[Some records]
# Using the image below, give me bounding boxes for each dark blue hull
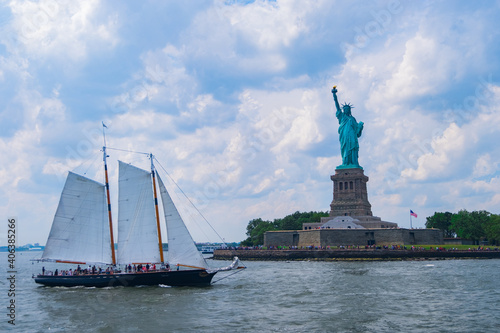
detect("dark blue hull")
[35,269,216,288]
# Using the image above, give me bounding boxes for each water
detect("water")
[0,252,500,332]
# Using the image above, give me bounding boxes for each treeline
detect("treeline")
[425,209,500,245]
[241,211,328,246]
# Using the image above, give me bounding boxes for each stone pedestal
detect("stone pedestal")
[330,168,373,217]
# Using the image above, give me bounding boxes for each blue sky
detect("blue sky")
[0,0,500,244]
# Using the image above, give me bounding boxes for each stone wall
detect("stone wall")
[264,229,443,247]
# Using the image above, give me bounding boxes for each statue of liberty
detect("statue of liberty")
[332,86,363,169]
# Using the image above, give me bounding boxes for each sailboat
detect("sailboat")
[34,147,244,287]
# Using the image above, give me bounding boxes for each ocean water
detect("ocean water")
[0,252,500,333]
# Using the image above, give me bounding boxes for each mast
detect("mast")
[102,122,116,265]
[149,154,164,262]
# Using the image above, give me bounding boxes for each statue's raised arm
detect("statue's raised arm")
[332,86,342,113]
[332,86,364,169]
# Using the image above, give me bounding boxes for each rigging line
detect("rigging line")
[83,155,100,175]
[153,156,227,246]
[212,267,246,284]
[106,147,149,155]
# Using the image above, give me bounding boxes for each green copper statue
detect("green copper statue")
[332,86,363,169]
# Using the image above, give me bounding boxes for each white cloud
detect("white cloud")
[4,0,118,61]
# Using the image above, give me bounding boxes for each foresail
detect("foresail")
[42,172,112,264]
[117,161,160,264]
[157,173,208,268]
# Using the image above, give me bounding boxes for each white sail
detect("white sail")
[117,161,160,264]
[156,173,208,268]
[42,172,112,264]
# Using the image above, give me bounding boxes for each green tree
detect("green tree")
[241,218,276,246]
[425,212,455,238]
[451,209,491,241]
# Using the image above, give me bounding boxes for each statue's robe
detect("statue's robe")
[336,110,363,166]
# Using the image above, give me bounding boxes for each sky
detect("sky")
[0,0,500,245]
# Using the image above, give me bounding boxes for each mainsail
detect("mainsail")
[156,173,208,268]
[41,172,112,264]
[117,161,161,264]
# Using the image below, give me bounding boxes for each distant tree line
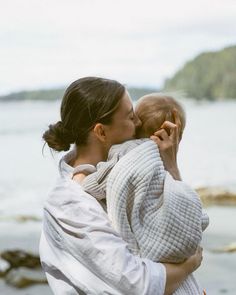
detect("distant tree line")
[164,46,236,99]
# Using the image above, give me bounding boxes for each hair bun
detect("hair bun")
[43,121,75,152]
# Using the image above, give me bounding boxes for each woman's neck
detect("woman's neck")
[69,144,107,167]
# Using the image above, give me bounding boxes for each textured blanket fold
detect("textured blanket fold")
[83,140,209,295]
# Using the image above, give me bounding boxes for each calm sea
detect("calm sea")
[0,101,236,216]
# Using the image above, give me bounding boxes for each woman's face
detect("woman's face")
[106,91,141,146]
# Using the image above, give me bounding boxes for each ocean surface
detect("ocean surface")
[0,100,236,295]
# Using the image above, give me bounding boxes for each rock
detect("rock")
[0,258,11,278]
[5,267,47,288]
[1,250,41,268]
[212,242,236,253]
[196,187,236,206]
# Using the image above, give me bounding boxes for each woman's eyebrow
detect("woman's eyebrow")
[127,107,134,115]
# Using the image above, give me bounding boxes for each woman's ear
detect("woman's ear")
[93,123,106,142]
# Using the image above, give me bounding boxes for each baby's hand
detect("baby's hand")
[150,110,181,180]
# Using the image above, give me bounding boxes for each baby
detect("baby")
[135,93,186,140]
[82,93,209,295]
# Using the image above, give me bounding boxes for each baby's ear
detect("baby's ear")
[93,123,106,142]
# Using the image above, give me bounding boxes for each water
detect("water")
[0,101,236,295]
[0,101,236,216]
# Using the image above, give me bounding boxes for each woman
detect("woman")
[40,77,202,295]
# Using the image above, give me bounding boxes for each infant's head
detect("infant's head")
[135,93,186,140]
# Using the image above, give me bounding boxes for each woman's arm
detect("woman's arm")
[164,247,202,295]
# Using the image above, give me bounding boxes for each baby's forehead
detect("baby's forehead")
[135,95,172,110]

### Aim of the exercise
Write out the lines above as a numbered list, skipping any blank lines, and leave the pictures out.

### Completed exercise
1. # Using the image below, give me bounding boxes for each dark blue hull
2. detect("dark blue hull")
3. [35,269,216,288]
4. # Using the image above, give me bounding boxes for each water
5. detect("water")
6. [0,252,500,332]
7. # Using the image above, give me bounding boxes for each treeline
8. detect("treeline")
9. [425,209,500,245]
10. [241,211,328,246]
11. # Using the image above, give me bounding boxes for each stone pedestal
12. detect("stone pedestal")
13. [330,168,373,217]
14. # Using the image above, give me bounding boxes for each blue sky
15. detect("blue sky")
16. [0,0,500,244]
17. # Using the image above, give me bounding boxes for each stone wall
18. detect("stone wall")
19. [264,229,443,247]
20. # Using the image above, give me bounding boxes for each statue of liberty
21. detect("statue of liberty")
22. [332,86,363,169]
23. # Using the image above, give me bounding boxes for each sailboat
24. detect("sailboat")
25. [34,147,244,287]
26. # Using the image above, give me bounding boxes for each ocean water
27. detect("ocean water")
28. [0,252,500,333]
29. # Using the image above, give me bounding boxes for each mast
30. detect("mast")
31. [102,122,116,265]
32. [149,154,164,262]
33. # Using the image above, give me bounding boxes for each statue's raised arm
34. detect("statue's raised arm")
35. [332,86,342,113]
36. [332,86,364,169]
37. # Using the image above, give me bounding boxes for each rigging line
38. detect("rigging line")
39. [83,155,100,175]
40. [153,156,227,246]
41. [212,267,246,284]
42. [106,147,149,155]
43. # Using the image above, give me bounding boxes for each green copper statue
44. detect("green copper statue")
45. [332,86,363,169]
46. # Using the image above, give me bounding boxes for each white cloud
47. detect("white cloud")
48. [4,0,118,61]
49. # Using the image above, give me bounding boxes for each foresail
50. detect("foresail")
51. [42,172,112,264]
52. [117,161,160,264]
53. [157,173,208,268]
54. # Using the image above, give me bounding boxes for each white sail
55. detect("white sail")
56. [117,161,160,264]
57. [156,173,208,268]
58. [42,172,112,264]
59. # Using the image above, give me bounding boxes for each green tree
60. detect("green tree")
61. [241,218,276,246]
62. [425,212,455,238]
63. [451,209,491,241]
64. # Using the image above, give me bounding boxes for each statue's robe
65. detect("statue's robe")
66. [336,110,363,166]
67. # Using the image above, give me bounding boxes for each sky
68. detect("sky")
69. [0,0,500,245]
70. # Using the image above, give me bounding boxes for each mainsail
71. detect("mainsail")
72. [156,173,208,268]
73. [41,172,112,264]
74. [117,161,161,264]
75. # Using the image below, give me bounding boxes for each distant tree line
76. detect("distant tree line")
77. [164,46,236,99]
78. # Using the image above, give me bounding boxes for each hair bun
79. detect("hair bun")
80. [43,121,75,152]
81. # Using the image above, give me bounding boxes for each woman's neck
82. detect("woman's neck")
83. [69,144,107,167]
84. # Using the image above, give me bounding boxes for each textured blanket fold
85. detect("textured blanket fold")
86. [83,140,209,295]
87. # Using the image above, give me bounding boxes for each calm sea
88. detect("calm sea")
89. [0,101,236,216]
90. # Using the image above, give me bounding boxes for each woman's face
91. detect("woman's face")
92. [106,91,141,146]
93. # Using the image above, give me bounding boxes for each ocean surface
94. detect("ocean surface")
95. [0,100,236,295]
96. # Using the image above, give me bounding boxes for each rock
97. detect("rock")
98. [0,258,11,278]
99. [5,267,47,288]
100. [1,250,41,268]
101. [212,242,236,253]
102. [196,187,236,206]
103. # Using the image above, give me bounding boxes for each woman's eyebrow
104. detect("woman's eyebrow")
105. [127,107,134,115]
106. # Using the image above, give me bounding boxes for each woman's ear
107. detect("woman's ear")
108. [93,123,106,142]
109. # Using the image above, give me bounding boxes for each baby's hand
110. detect("baby's hand")
111. [150,110,181,180]
112. # Using the image above, give me bounding boxes for each baby
113. detect("baby")
114. [135,93,186,140]
115. [82,93,209,295]
116. # Using the image above, give me bounding boxes for each baby's ear
117. detect("baby's ear")
118. [93,123,106,142]
119. # Using the image above, give me bounding boxes for each water
120. detect("water")
121. [0,101,236,295]
122. [0,101,236,216]
123. # Using the image above, give me bounding boxes for each woman
124. detect("woman")
125. [40,77,202,295]
126. # Using the image above, give me bounding boxes for each infant's head
127. detect("infant's head")
128. [135,93,186,140]
129. # Using the image above, give me bounding boxes for each woman's arm
130. detect("woman's arm")
131. [164,247,202,295]
132. # Using the image above, give me bounding boxes for each baby's forehead
133. detect("baby's forehead")
134. [135,95,172,110]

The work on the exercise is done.